* begin Information provided *

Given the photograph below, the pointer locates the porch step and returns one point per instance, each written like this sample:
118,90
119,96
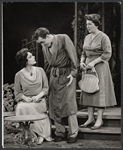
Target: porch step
111,129
111,117
104,133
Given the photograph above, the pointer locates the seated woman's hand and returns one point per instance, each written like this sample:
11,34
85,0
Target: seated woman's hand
82,65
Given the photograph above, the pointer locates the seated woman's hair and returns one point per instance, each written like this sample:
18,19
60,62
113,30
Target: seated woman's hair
95,18
21,57
40,32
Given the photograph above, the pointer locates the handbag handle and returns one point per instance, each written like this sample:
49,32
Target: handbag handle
92,70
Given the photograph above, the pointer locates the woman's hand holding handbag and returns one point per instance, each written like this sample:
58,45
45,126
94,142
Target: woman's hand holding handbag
90,81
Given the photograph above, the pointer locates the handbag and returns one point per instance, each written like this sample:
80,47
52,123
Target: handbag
89,82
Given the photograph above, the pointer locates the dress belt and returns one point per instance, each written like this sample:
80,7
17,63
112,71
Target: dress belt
56,72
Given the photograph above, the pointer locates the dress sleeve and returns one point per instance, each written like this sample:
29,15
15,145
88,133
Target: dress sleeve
107,50
72,54
83,52
47,66
45,86
17,88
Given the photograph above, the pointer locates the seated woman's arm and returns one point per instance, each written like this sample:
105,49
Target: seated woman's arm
19,96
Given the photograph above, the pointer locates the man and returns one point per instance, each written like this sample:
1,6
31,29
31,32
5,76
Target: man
60,55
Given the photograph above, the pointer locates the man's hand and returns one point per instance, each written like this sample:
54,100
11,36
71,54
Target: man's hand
28,99
71,79
35,99
82,65
90,65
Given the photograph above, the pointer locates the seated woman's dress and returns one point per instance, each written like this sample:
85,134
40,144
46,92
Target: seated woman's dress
27,87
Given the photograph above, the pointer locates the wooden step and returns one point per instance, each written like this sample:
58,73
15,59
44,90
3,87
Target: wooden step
104,133
111,117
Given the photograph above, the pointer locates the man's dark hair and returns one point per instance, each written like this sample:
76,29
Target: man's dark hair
40,32
95,18
21,57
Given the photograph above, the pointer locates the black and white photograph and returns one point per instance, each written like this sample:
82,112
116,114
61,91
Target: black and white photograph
61,74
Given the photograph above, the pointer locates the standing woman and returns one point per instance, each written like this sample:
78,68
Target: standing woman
31,87
96,53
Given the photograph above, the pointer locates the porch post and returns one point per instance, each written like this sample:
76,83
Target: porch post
75,30
103,18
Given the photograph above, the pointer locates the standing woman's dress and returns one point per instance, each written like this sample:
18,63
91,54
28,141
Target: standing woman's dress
99,46
32,88
63,62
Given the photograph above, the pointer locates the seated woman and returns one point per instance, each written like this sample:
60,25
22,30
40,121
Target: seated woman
31,87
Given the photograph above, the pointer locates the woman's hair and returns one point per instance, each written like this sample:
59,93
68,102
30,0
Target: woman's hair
21,57
40,32
95,18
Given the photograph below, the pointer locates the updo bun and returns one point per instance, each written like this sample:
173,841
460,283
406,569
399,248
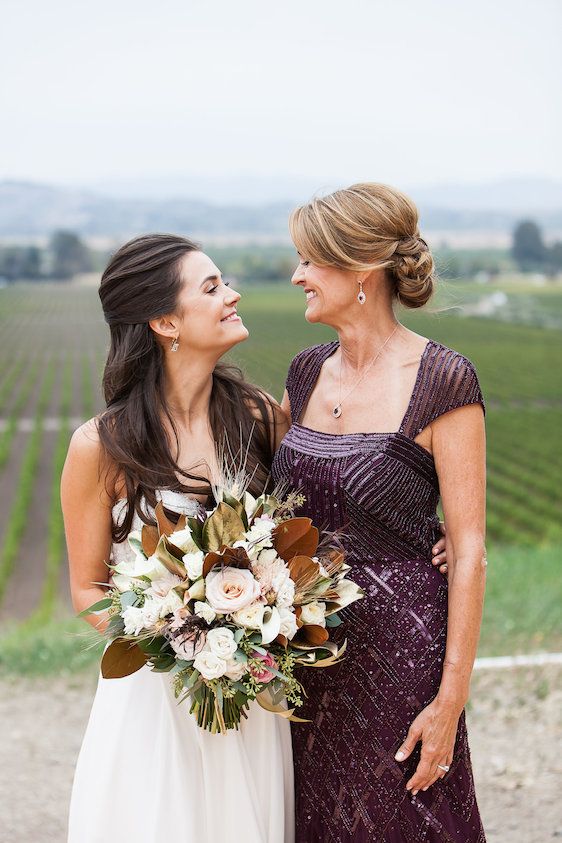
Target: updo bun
364,227
414,272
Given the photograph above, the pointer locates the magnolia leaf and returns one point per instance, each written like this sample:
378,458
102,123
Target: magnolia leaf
122,658
313,634
150,538
196,527
167,559
294,537
223,527
237,506
97,607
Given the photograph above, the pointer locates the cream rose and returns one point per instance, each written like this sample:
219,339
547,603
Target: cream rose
209,665
288,626
250,617
314,612
231,589
235,670
194,564
221,642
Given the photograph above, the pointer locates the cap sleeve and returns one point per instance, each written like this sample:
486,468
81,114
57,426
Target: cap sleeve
302,375
446,381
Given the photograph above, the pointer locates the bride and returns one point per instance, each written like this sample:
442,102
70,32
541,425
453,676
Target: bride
146,771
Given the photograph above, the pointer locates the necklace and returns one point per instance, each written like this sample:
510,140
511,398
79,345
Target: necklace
337,411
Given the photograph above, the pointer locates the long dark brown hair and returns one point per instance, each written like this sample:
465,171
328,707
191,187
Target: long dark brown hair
141,282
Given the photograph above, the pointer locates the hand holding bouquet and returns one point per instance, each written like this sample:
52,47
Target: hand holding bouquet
230,602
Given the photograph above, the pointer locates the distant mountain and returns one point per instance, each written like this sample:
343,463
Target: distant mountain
32,210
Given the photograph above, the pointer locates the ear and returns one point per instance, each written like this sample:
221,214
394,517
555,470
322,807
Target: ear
165,326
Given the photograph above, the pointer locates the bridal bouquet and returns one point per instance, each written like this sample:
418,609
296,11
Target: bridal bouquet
229,601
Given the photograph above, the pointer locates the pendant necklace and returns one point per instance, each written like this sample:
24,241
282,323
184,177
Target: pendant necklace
337,411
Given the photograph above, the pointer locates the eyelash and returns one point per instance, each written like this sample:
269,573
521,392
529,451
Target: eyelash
212,290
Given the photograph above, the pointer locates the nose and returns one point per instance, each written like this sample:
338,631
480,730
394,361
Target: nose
232,296
298,275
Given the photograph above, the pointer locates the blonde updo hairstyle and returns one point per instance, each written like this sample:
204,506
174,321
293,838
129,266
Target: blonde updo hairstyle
364,227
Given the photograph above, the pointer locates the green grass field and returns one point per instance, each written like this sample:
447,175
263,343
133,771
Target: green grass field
54,342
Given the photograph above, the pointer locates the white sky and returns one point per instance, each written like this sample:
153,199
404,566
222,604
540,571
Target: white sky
410,91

* end Information provided *

#### [Given request]
Leave out the pictures and reproduce the rest of the listing exactly.

#### [Task solution]
Given the photograph below, the pointer locates the porch step and returns one point per instance, each written like this sample:
118,90
119,96
Target: porch step
111,129
111,117
104,133
Given the photograph above, the pointer locates the seated woman's hand and returns one point per instance, each written like this sample:
11,34
85,0
Target: seated woman's hand
82,65
Given the photograph above, the pointer locates the seated woman's hair and returns one point per instance, each written like this sample:
18,19
60,62
113,30
Target: seated woman's hair
95,18
21,57
40,32
Given the photograph above, the pointer locates the handbag handle and returns one point per instance, each written like this sample:
49,32
Target: handbag handle
92,70
Given the photograph above, the pointer locates the woman's hand holding handbag and returns one point per instance, each written like this sample:
58,45
45,126
94,142
Target: woman's hand holding handbag
90,81
Given the photograph above, the pointer locates the handbag and returns one point per instance, each written like this sample:
80,47
52,123
Target: handbag
89,82
Given the photograph above, the pointer locates the dress belt and returns one point per instance, each written like this sample:
80,7
17,63
112,71
Target: dress belt
56,72
Given the photograph above, the pointer locates the dress sleeve and returns one point per instance, each written like this sample:
29,15
15,145
88,133
Target: dress sleeve
107,50
72,54
83,52
47,66
45,86
17,88
Given the photograph above, the pointer locates the seated woman's arm and returns one point per instance, each written like this sample:
105,49
Target: seated woman's arm
19,96
Given the photograph above, the pointer locates the man and returns one point per instance, each written like this sample:
1,6
31,29
31,32
5,76
Target: man
60,55
Given the photograph above, the pointer locates the man's hand and returns one point per instance, each written like this sample:
54,100
11,36
71,54
Target: man's hand
28,99
71,79
35,99
82,65
90,65
Given the photograph above, the pointer locates the seated woman's dress and returns one point per instance, each written like this sample:
85,134
40,144
46,92
Target: seated woman's dress
27,87
Given the photograph above, the pointer locates the wooden step and returns one point per instance, each written like this sample:
58,73
15,59
44,90
3,87
Target: wooden step
104,133
111,117
Given the photograph above, the pointer locates the man's dark hair and returns one point per instance, each written like this sample:
76,29
Target: man's dark hair
40,32
95,18
21,57
Given the photograph above, the pointer locates the black and white photograph and returns one point per instance, each written like this sample:
82,112
116,114
61,91
Target: black and white photograph
61,74
Given the photograph above, the pointer locates the standing woman and returns one point per instance, each written like this sample:
78,68
Target: standing woman
31,87
96,53
Given the photograph above, the pointer locates the porch post and returns one point per instance, each written like this sample:
76,83
Target: porch post
75,30
103,18
Given the photograph above, the pointer locates the standing woman's dress and returns one point per instance, each written like this sample:
18,63
91,54
28,141
Target: standing woman's dress
99,46
32,88
63,62
Given the photograph above, the pointer locates the seated woman and returns one point per instance, each written like this sample:
60,25
22,30
40,121
Target: seated woman
31,87
Given the photograph above, the pointer locates the woman's hair and returns one point per instance, each written like this sample:
59,93
68,102
30,0
Target: woman's hair
21,57
40,32
95,18
Given the photograph below, the pointer locates the updo bun and returns one point per instance, each written like this sample:
173,841
460,283
406,569
399,248
Target: updo bun
364,227
414,272
Given the photograph above, the pointer locates the magnolia leaf and returns one point per instance, each written like this sample:
378,458
102,123
Target: magnolia leaf
122,658
313,634
150,538
196,527
167,559
294,537
223,527
237,506
97,607
Given the photograph above, the pointer locates the cream rose and returns one point per instance, each written like this sample:
219,339
547,603
Target: cream rose
209,665
288,626
250,617
314,612
231,589
235,670
194,564
221,642
Given the photograph above, the pointer locates the cap sleeve and returns one point per instance, each written like this sample:
486,468
81,114
57,426
Target: cap sleeve
302,375
446,381
Given the photograph above, the pointer locates the bride and returns one point per instance, each written like this sample:
442,102
70,32
541,425
453,676
Target: bride
146,771
Given the photograph above, the pointer locates the necklace and returns one point per instance, each written like this sample:
510,140
511,398
79,345
Target: necklace
337,411
Given the photograph above, the pointer locates the long dark brown hair and returns one point per instance, each written like this sample:
465,171
328,707
191,187
Target: long dark brown hair
141,282
Given the photograph above, the pointer locates the hand holding bouquet and returns one point per instance, each written like this sample:
52,47
Target: hand holding bouquet
230,602
Given the photograph above, the pointer locates the distant mountain and returns one point per instance, each written like this sample:
343,463
Target: distant mountain
32,210
Given the photograph above, the pointer locates the ear and returns one point per instance, each written like this sample:
221,214
394,517
555,470
322,807
Target: ear
165,326
Given the photograph above, the pointer locates the bridal bouquet and returns one point per instance, each written like this sample:
418,609
296,11
Target: bridal bouquet
229,601
Given the photograph above, the pointer locates the pendant necklace and returns one point per instance, each written like this sample:
24,241
282,323
184,177
Target: pendant necklace
337,411
Given the photograph above, the pointer locates the eyelash and returns one point per instance, each written like this sample:
269,573
521,392
529,451
Target: eyelash
212,290
Given the photograph above, the pointer locates the nose and returns one point per instance, each written like this sample:
338,631
480,730
394,361
Target: nose
232,296
298,275
Given the photograph above, the pointer locates the blonde updo hairstyle and returns one point per instance, each written like this sample:
204,506
174,321
293,838
129,266
Target: blonde updo hairstyle
364,227
Given the photograph above, the pointer locates the green grass field and returns one point per instance, each written like this sample:
447,175
263,343
133,771
Target: green grass field
54,342
Given the photograph above, the pointer locates the white sky and returns one point per instance, each written like this sample:
153,199
404,566
222,604
540,571
Target: white sky
410,91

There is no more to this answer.